» Task details:
Reproduce the passage of the math problem thread below, starting with "t is the time for" and going on through "the first train...".

» Excerpt:
Problem solving the following problems

[grexam]

1) n=7.19^3
Col A:the number of distinct positive factors of n
Col B:10


2)At 9:am train T left train station and teo hours later train S left the same station on parallel track.If train T
averaged 60km/hr and train S averaged 75km/hr until S passed T,at what time did S pass T?
a)2pm
b)5pm
c)6pm
d)7pm
e)9pm


3)If the perimeter of a traingle is 18,then the length of one sides cannot be
1
3
6
8
9


4)In a certain country a person is born every 3 seconds and a person dies every 10 seconds,Therefore the birth and
death rates account for a population growth rate of one person every

3(1/3)sec
4(2/7)sec
7sec
11(2/3)sec
13sec


5)If r and s are positive integers,each greater than 1,and
if 11(s-1)=13(r-1),what is the least possible value of r+s?
2
11
22
24
26

[chestnut.cc]

1) n=7.19^3
Col A:the number of distinct positive factors of n
Col B:10

Is that 7.19^3, 7*19^3 or (7*19)^3... though i think its A in all cases...

2)At 9:am train T left train station and teo hours later train S left the same station on parallel track.If train T
averaged 60km/hr and train S averaged 75km/hr until S passed T,at what time did S pass T?
a)2pm
b)5pm
c)6pm
d)7pm
e)9pm

When train S passes train T they will have travelled the same distance... 60t = 75(t-2)... 15t = 150... t=10... 7 pm... B

3)If the perimeter of a traingle is 18,then the length of one sides cannot be
1
3
6
8
9

E

4)In a certain country a person is born every 3 seconds and a person dies every 10 seconds,Therefore the birth and
death rates account for a population growth rate of one person every

3(1/3)sec
4(2/7)sec
7sec
11(2/3)sec
13sec

1 per 3 seconds means 1/3 per second... 1 per 10 seconds means 1/10 per second... growth rate = birth rate - death rate... 1/3 -1/10... 7/30... B

5)If r and s are positive integers,each greater than 1,and
if 11(s-1)=13(r-1),what is the least possible value of r+s?
2
11
22
24
26

(s-1)/(r-1) = 13/11... obviously neither (s-1) nor (r-1) can be less than 13 or 11... in which case the ratio would reduce to lower terms and the inequality wouldn't be satisfied... so the first approximations should be 14 and 12... ie r +s =26... E

[eo352971]

hey chestnut, how come for the 2nd problem it is 75 (t-2)? I understand why it works out, but my natural instinct is to make it (t+2) as the second train left 2 hours later...?

Thanks!

[chestnut.cc]

t is the time for which the first train has been travelling... since the second train left 2 hours later... it travels 2 hours less as compared to the first... hence t-2... additionally if you put t+2 into the eqn you will see that you get a -ve time... which isnt possible... of course you could always say t is the time taken by the second train... t+2 is then the time taken by the first train...

[eo352971]

Ahh, got it. I was foolishly thinking of t as 9:00 am and not the actual number of hours travelled. Thanks a lot!

[scaredOfQuant]

Hey chestnut , how did u solve the first problem ? I will appreciate if u can elaborate on that.

[chestnut.cc]

1) n=7.19^3
Col A:the number of distinct positive factors of n
Col B:10

Is that 7.19^3, 7*19^3 or (7*19)^3... though i think its A in all cases...

They haven't said integral positive factors... which means you can have an infinite no of factors for any of the above mentioned... A

[grexam]

@chestnut
Can u please explain how u solved 3 rd problem

[chestnut.cc]

3)If the perimeter of a traingle is 18,then the length of one sides cannot be
1
3
6
8
9
The sum of two sides of a triangle is always greater than the third side... so if the perimeter is 18... plug in A... the sum of the other two sides is 17... let the other 2 sides be 8.5 and 8.5... the sum of any two sides exceeds the third... do this with all the others and you will see that for 9 the sum of the other 2 sides is 9... which isnt possible... E

[grexam]

thanks chestnut

» Information supplied:
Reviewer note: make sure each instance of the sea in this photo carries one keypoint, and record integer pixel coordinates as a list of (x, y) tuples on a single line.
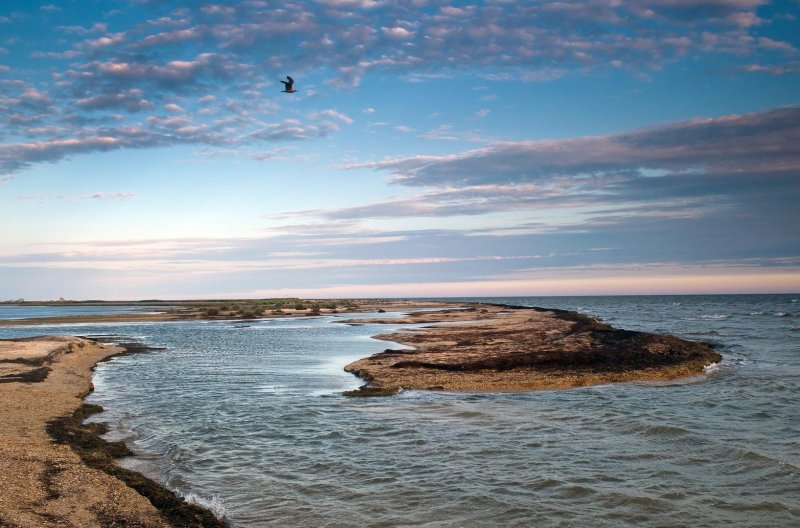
[(247, 418)]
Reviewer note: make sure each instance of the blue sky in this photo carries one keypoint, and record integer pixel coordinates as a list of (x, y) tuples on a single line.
[(433, 148)]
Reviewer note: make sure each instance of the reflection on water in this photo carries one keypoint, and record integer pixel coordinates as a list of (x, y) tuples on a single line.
[(250, 421)]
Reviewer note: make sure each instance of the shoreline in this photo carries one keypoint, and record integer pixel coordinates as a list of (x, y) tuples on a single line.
[(504, 348), (492, 348), (65, 472), (233, 310)]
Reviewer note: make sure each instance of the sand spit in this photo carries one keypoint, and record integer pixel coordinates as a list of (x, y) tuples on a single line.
[(500, 348), (46, 452)]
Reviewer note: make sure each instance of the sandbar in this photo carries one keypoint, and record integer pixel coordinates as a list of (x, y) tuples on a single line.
[(55, 470), (504, 348)]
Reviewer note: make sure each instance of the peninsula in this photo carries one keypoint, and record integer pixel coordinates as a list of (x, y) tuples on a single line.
[(503, 348)]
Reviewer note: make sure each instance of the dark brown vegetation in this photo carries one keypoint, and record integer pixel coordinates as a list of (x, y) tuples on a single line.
[(525, 349), (97, 453)]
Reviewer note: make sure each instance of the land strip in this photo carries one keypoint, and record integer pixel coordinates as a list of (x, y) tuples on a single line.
[(501, 348), (58, 471)]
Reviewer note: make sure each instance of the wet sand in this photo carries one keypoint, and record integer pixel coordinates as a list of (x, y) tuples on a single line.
[(497, 348), (54, 469)]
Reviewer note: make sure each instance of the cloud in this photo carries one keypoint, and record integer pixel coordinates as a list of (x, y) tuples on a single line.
[(131, 100), (762, 142), (115, 195)]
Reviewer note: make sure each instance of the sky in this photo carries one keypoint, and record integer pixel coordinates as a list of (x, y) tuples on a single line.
[(486, 148)]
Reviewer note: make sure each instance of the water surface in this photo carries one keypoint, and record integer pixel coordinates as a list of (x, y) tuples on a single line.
[(247, 417)]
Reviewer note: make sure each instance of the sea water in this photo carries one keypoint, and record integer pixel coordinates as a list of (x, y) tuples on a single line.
[(247, 418)]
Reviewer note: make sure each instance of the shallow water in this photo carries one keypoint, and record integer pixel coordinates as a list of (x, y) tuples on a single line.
[(13, 311), (247, 418)]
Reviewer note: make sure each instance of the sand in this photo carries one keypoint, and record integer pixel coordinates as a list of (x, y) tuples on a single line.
[(496, 348), (47, 484)]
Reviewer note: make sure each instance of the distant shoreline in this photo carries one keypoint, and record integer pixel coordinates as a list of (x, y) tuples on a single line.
[(500, 348), (492, 348)]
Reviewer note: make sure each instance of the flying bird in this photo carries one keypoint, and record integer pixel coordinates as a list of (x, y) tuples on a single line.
[(288, 86)]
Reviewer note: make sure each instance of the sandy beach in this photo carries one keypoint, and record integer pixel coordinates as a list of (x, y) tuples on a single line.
[(47, 480), (65, 475)]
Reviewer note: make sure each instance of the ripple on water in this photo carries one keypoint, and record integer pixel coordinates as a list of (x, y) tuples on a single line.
[(250, 419)]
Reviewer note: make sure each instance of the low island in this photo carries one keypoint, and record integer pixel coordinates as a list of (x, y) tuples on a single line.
[(506, 348), (60, 471)]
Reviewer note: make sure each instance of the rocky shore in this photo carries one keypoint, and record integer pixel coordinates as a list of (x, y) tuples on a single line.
[(502, 348)]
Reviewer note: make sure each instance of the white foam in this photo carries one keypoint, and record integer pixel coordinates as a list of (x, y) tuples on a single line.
[(714, 317), (213, 503)]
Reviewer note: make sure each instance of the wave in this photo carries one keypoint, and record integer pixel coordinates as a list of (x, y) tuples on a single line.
[(714, 317), (213, 503)]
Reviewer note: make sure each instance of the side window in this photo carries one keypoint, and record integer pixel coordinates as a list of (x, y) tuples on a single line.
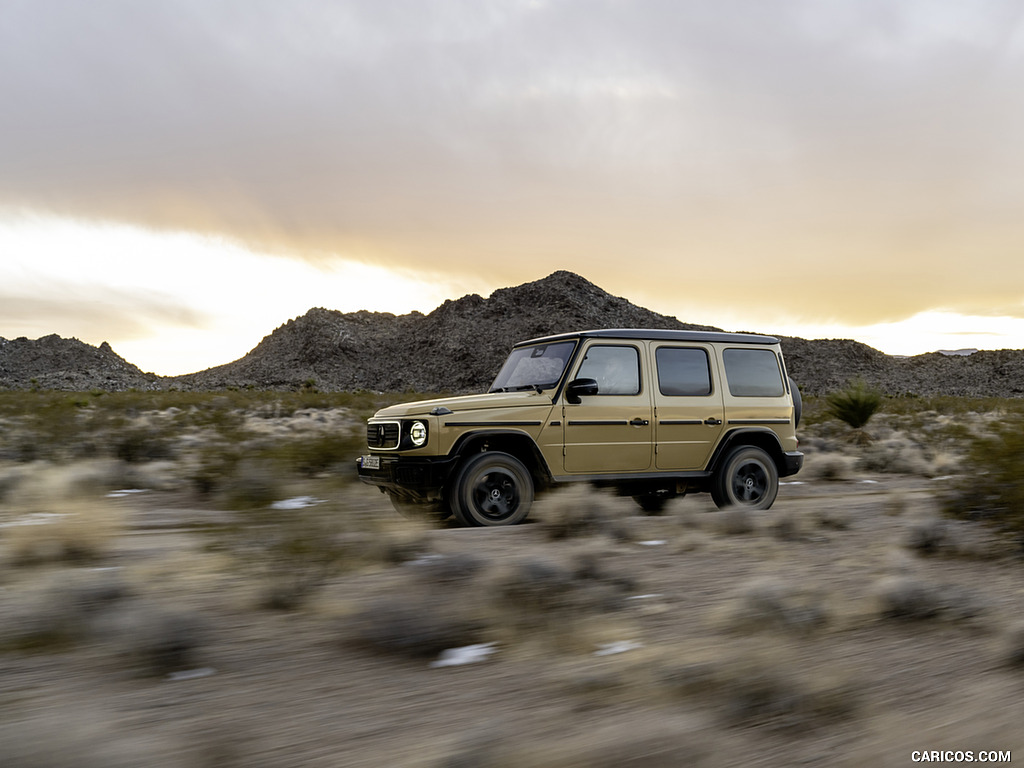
[(683, 372), (753, 373), (615, 369)]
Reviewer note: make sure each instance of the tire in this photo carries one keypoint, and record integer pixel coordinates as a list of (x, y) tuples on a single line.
[(428, 512), (798, 402), (492, 488), (747, 478)]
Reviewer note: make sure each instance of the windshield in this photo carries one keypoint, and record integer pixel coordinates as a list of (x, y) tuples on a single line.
[(539, 367)]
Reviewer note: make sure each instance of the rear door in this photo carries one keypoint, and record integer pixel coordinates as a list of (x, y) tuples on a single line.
[(688, 404), (610, 431)]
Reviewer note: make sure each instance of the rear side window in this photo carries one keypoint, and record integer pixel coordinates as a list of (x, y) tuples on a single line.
[(615, 369), (753, 373), (683, 372)]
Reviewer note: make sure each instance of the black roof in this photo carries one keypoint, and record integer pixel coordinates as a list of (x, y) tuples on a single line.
[(659, 335)]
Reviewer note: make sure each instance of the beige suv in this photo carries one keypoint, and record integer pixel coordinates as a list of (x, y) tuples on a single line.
[(651, 414)]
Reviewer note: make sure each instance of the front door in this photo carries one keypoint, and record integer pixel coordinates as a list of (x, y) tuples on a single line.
[(610, 431)]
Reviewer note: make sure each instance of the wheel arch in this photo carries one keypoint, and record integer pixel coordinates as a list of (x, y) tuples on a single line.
[(517, 443), (762, 438)]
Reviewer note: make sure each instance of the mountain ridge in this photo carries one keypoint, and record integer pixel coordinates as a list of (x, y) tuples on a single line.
[(460, 345)]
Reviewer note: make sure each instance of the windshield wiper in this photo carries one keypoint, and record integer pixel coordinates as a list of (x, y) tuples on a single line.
[(520, 388)]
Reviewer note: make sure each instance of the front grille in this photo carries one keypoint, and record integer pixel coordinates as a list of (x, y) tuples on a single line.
[(383, 434)]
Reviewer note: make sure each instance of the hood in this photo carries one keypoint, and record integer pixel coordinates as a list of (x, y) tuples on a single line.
[(466, 402)]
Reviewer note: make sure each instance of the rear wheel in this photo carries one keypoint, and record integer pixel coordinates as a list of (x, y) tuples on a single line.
[(748, 478), (492, 488)]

» The completed task:
t is the time for which the first train has been travelling... since the second train left 2 hours later... it travels 2 hours less as compared to the first... hence t-2... additionally if you put t+2 into the eqn you will see that you get a -ve time... which isnt possible... of course you could always say t is the time taken by the second train... t+2 is then the time taken by the first train...